(Stored items)
────────

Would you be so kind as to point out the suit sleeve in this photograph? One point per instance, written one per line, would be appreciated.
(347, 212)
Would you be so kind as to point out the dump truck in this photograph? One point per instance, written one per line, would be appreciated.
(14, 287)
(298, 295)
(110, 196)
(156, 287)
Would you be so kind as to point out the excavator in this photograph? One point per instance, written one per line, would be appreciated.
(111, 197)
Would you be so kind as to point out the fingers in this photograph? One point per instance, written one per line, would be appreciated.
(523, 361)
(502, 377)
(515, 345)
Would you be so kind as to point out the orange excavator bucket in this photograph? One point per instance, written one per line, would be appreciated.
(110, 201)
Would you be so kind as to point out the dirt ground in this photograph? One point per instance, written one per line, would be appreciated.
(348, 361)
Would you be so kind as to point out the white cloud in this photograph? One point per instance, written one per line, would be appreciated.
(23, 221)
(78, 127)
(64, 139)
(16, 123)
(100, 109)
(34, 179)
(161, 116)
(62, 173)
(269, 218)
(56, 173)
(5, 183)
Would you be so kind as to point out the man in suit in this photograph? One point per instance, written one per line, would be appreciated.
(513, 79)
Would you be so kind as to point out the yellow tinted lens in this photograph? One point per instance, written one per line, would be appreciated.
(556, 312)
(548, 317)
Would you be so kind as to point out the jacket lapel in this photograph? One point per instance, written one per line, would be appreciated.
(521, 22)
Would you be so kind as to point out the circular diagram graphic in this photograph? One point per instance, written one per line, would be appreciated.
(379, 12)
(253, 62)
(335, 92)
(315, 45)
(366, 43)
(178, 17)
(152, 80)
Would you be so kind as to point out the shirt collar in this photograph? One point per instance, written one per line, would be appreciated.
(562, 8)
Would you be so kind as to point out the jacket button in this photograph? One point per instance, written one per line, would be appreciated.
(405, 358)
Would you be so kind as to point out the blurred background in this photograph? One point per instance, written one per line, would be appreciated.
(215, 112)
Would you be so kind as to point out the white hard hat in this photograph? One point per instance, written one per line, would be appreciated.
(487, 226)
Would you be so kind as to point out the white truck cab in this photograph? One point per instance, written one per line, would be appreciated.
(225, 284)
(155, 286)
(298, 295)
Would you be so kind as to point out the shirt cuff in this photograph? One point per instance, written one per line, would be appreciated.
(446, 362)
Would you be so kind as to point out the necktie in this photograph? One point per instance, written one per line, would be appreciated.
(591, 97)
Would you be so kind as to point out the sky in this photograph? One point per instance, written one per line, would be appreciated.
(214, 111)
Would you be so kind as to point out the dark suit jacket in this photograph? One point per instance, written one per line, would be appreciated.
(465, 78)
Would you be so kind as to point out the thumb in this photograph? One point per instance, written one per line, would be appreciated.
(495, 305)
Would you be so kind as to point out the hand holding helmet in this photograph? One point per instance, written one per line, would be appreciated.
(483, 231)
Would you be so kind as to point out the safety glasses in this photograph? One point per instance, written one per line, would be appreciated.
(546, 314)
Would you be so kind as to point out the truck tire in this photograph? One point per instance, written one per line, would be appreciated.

────────

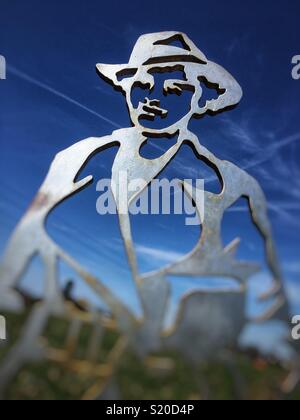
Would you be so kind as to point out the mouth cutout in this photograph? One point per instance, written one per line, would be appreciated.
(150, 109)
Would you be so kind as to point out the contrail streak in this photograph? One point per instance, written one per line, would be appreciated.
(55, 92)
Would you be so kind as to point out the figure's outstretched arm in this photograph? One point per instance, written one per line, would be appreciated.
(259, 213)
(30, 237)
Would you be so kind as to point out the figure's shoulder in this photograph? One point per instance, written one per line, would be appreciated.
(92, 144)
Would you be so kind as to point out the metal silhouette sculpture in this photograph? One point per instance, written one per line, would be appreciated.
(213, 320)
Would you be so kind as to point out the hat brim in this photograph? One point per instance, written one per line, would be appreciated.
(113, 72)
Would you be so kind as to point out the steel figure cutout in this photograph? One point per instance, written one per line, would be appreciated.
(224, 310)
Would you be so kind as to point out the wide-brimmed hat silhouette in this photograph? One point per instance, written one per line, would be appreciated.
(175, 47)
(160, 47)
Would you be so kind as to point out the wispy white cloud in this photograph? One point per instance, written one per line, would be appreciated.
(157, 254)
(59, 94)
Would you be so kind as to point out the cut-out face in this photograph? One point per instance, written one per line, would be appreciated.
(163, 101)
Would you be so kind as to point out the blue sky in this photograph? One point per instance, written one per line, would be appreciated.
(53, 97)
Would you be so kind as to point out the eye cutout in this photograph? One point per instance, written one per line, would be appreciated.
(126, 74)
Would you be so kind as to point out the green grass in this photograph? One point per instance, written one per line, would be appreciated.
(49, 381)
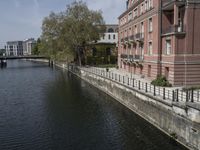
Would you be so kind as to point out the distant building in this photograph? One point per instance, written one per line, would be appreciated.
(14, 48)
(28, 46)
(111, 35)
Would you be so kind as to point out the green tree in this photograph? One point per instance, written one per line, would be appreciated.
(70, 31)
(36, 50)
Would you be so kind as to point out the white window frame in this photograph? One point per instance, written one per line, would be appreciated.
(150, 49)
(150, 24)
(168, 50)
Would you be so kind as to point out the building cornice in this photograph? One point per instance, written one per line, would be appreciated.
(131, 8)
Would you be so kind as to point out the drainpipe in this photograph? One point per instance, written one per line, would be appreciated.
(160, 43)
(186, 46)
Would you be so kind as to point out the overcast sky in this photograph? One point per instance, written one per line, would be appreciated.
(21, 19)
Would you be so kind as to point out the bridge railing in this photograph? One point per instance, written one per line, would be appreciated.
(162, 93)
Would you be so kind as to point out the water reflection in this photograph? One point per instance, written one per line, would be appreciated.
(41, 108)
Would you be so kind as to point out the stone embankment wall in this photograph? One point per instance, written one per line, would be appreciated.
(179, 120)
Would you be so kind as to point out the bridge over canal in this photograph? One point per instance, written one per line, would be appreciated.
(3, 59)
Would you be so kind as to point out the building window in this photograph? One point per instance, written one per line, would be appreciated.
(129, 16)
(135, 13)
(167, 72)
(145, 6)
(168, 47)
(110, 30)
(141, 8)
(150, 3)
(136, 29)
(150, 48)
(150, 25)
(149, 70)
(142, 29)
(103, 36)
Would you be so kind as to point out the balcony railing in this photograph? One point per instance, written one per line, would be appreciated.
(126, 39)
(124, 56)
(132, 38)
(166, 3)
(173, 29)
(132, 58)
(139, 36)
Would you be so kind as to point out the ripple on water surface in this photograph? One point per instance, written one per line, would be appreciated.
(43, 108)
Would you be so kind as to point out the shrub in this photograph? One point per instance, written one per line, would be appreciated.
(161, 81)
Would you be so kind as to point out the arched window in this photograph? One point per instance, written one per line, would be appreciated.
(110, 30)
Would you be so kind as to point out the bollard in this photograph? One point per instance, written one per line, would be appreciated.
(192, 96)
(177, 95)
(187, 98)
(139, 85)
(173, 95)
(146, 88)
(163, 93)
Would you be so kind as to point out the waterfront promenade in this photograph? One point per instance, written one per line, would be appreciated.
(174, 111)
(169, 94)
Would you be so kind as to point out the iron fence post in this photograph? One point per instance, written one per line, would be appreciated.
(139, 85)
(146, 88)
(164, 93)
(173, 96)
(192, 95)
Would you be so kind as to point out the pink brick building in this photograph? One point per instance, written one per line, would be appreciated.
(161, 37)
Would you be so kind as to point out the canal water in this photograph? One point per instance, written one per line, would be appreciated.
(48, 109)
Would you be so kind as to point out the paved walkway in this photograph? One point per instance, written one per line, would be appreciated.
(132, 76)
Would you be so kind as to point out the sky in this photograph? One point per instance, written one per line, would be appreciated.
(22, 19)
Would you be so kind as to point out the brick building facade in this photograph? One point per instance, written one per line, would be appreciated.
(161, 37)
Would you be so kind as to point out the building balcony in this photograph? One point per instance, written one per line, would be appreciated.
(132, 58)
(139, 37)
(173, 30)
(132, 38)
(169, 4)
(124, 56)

────────

Gather every line in the data above that contains the string "balcony", treating uppercase and lowercase as different.

### [OUTPUT BELOW]
Would you be so kind as to point out the balcony railing in this photograph? One point per instance, written one per line, would be appreciated.
Would you be so kind as to point out the building balcony in this photograph? One point per instance, written one per line, would be appreciated.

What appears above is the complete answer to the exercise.